INPUT DATA: Begin

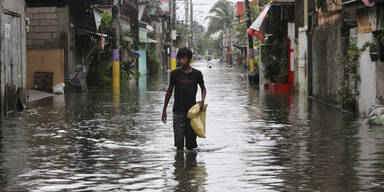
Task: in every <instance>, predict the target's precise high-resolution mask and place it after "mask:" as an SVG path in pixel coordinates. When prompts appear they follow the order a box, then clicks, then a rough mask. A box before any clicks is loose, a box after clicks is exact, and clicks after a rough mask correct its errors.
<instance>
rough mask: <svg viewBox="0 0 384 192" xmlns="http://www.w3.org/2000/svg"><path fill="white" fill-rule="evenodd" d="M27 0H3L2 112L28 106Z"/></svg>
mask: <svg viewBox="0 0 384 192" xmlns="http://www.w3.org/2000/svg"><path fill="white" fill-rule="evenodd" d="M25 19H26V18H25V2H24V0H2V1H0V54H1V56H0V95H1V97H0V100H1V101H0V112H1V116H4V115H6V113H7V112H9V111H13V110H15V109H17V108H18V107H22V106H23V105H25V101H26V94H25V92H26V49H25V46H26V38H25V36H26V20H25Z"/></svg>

INPUT DATA: End
INPUT DATA: Begin

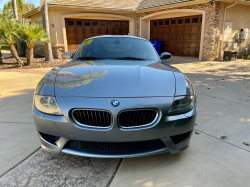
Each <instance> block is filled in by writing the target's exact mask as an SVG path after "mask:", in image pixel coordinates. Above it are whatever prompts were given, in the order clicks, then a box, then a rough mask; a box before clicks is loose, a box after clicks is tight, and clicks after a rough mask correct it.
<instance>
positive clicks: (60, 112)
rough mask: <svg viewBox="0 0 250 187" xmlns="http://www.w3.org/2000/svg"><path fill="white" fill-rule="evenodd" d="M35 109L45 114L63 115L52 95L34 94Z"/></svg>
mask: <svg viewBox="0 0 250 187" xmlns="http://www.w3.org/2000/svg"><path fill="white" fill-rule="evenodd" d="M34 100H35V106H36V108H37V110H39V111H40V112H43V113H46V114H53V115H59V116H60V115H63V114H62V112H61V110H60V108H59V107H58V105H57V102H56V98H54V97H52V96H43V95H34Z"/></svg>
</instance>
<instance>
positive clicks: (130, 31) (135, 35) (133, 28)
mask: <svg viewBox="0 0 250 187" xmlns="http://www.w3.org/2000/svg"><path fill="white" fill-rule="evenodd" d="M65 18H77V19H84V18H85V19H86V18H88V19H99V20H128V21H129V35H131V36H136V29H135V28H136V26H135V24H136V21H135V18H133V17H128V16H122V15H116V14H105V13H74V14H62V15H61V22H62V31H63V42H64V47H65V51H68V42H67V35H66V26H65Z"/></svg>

INPUT DATA: End
INPUT DATA: Begin

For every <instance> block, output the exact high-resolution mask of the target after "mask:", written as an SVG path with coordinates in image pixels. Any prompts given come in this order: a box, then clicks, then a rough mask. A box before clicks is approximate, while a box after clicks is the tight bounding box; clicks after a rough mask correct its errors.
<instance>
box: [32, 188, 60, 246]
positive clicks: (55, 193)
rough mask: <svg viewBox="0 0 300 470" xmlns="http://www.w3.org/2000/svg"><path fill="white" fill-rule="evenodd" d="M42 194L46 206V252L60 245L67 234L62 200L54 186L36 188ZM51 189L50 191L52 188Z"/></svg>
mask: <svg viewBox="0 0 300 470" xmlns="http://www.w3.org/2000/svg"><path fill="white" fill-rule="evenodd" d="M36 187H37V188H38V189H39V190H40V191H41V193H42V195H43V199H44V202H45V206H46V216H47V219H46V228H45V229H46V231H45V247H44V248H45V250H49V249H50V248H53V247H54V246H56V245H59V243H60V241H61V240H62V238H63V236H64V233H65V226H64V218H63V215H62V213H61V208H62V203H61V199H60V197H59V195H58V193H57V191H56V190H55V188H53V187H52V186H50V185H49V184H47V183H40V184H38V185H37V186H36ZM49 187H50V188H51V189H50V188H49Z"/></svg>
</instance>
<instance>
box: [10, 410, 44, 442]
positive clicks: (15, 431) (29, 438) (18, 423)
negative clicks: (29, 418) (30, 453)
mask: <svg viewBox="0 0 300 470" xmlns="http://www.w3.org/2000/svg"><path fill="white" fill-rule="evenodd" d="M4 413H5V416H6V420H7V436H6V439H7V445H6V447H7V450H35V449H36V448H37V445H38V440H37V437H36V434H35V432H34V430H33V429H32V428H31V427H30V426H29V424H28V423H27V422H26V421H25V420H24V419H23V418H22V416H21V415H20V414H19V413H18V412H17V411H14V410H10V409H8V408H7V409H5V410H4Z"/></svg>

INPUT DATA: End

Lines of the listing that include the string "correct" are to be counted; state that count alone.

3